__Set problem__. Return every line from the entries below that contains the string "Class".
--- START Data for this task ---
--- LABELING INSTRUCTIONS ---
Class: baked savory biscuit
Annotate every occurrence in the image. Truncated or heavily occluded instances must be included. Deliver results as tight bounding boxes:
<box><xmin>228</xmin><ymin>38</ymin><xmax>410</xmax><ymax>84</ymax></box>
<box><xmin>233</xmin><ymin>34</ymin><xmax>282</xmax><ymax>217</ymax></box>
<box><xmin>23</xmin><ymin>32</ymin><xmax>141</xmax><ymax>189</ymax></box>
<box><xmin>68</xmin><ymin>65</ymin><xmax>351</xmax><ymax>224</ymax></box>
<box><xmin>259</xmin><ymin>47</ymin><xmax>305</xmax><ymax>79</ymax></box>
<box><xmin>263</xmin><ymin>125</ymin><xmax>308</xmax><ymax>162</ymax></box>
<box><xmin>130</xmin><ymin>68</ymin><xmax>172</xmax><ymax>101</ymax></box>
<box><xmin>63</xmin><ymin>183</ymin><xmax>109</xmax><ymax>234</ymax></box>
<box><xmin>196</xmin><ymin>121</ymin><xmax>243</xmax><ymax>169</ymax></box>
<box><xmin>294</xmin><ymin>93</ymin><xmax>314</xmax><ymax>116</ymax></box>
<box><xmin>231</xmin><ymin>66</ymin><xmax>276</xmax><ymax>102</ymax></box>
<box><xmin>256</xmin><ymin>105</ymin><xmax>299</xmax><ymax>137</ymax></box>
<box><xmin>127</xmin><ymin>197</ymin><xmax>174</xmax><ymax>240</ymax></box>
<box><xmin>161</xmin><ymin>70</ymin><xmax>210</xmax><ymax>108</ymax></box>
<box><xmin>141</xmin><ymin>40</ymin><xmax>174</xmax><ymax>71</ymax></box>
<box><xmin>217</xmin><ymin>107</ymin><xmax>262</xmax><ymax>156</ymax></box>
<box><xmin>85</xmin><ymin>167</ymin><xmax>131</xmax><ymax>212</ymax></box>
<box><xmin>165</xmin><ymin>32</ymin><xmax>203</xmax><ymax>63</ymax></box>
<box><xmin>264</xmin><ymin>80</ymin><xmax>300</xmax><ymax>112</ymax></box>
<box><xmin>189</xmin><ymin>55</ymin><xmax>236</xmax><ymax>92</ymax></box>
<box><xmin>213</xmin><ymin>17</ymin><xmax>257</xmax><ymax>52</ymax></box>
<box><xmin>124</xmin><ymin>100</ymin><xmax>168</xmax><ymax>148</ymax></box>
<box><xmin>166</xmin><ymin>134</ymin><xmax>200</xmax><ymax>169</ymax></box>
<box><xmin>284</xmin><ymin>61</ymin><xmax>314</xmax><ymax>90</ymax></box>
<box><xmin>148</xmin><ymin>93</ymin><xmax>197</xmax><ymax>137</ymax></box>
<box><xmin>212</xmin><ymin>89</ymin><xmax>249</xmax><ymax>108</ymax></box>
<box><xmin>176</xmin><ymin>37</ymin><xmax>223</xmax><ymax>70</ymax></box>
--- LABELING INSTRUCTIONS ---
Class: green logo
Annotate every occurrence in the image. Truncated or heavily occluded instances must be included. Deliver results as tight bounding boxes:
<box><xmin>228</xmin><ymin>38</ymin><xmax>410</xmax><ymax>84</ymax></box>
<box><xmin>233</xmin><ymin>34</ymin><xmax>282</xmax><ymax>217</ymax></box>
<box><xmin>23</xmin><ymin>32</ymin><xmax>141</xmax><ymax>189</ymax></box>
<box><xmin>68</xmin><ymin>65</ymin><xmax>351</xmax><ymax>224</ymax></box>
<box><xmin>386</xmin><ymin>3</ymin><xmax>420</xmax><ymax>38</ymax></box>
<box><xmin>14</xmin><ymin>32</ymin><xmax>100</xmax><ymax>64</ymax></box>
--- END Data for this task ---
__Response to this exercise__.
Class: baked savory biscuit
Class: green logo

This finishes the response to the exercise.